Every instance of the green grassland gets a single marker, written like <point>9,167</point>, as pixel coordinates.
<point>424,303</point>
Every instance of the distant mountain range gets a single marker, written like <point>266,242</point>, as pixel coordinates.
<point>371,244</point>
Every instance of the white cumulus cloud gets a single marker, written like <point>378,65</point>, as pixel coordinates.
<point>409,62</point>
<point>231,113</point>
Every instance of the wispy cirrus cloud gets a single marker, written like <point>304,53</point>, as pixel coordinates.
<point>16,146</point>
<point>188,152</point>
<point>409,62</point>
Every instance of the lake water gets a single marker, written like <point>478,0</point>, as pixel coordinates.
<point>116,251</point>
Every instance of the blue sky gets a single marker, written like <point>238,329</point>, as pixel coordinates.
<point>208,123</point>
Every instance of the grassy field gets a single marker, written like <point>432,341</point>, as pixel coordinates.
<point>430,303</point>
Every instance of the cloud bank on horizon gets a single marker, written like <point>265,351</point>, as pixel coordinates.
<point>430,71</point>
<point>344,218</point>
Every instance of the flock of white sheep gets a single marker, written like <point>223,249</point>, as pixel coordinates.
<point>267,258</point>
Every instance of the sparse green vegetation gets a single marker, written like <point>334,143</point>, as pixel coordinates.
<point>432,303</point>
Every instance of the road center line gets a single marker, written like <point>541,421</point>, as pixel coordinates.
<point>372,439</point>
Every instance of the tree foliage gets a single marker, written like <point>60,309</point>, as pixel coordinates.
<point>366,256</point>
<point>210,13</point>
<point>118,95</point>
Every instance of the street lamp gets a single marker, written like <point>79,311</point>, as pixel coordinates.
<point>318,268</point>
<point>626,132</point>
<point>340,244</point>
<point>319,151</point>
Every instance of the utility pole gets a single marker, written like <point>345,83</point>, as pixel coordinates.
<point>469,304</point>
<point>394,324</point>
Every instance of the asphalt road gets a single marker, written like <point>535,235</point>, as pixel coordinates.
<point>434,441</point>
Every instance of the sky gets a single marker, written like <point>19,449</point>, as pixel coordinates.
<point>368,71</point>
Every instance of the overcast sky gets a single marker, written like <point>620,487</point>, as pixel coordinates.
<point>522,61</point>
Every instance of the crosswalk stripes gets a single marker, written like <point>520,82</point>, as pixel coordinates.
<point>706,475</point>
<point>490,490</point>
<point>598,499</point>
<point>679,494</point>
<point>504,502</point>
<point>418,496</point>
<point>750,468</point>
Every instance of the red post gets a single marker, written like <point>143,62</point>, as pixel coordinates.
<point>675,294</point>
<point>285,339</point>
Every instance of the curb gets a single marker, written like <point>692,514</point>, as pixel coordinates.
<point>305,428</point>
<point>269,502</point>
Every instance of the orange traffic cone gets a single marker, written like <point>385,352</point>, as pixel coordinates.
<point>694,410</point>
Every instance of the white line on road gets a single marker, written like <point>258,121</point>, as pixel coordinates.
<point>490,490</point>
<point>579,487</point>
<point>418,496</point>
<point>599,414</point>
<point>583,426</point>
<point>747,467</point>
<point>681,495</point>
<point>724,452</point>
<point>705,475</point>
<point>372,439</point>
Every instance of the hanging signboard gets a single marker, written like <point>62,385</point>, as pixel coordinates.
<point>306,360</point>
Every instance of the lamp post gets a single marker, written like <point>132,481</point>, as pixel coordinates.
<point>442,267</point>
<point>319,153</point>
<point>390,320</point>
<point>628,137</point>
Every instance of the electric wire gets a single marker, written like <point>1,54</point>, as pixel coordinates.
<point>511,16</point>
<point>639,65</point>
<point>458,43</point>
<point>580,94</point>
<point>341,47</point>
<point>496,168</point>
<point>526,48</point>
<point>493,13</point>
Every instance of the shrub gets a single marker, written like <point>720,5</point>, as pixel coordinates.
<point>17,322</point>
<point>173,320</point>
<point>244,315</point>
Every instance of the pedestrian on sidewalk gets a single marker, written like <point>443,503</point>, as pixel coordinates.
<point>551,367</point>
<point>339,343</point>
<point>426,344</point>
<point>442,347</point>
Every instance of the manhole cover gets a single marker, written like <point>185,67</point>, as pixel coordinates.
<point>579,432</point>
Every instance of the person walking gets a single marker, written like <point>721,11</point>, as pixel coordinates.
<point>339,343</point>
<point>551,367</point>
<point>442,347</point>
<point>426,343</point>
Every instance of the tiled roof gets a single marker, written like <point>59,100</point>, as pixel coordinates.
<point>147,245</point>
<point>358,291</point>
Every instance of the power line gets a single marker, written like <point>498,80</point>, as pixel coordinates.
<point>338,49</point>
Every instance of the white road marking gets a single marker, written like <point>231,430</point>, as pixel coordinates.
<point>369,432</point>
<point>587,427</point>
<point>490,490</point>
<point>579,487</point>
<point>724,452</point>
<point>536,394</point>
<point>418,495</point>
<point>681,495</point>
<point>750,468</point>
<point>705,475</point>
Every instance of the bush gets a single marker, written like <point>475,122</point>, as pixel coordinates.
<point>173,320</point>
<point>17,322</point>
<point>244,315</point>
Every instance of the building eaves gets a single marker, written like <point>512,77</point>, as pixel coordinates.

## [REQUEST]
Copy out the items from the line with "Every instance of the hanging" up to and including the line with "<point>306,360</point>", and give only those lines. Increase every coordinate in the answer points by 70, but keep the request lines unchanged, including their sample points.

## [EXPECTED ANSWER]
Every instance of the hanging signboard gets a single marker, written like <point>62,385</point>, as pixel coordinates.
<point>376,430</point>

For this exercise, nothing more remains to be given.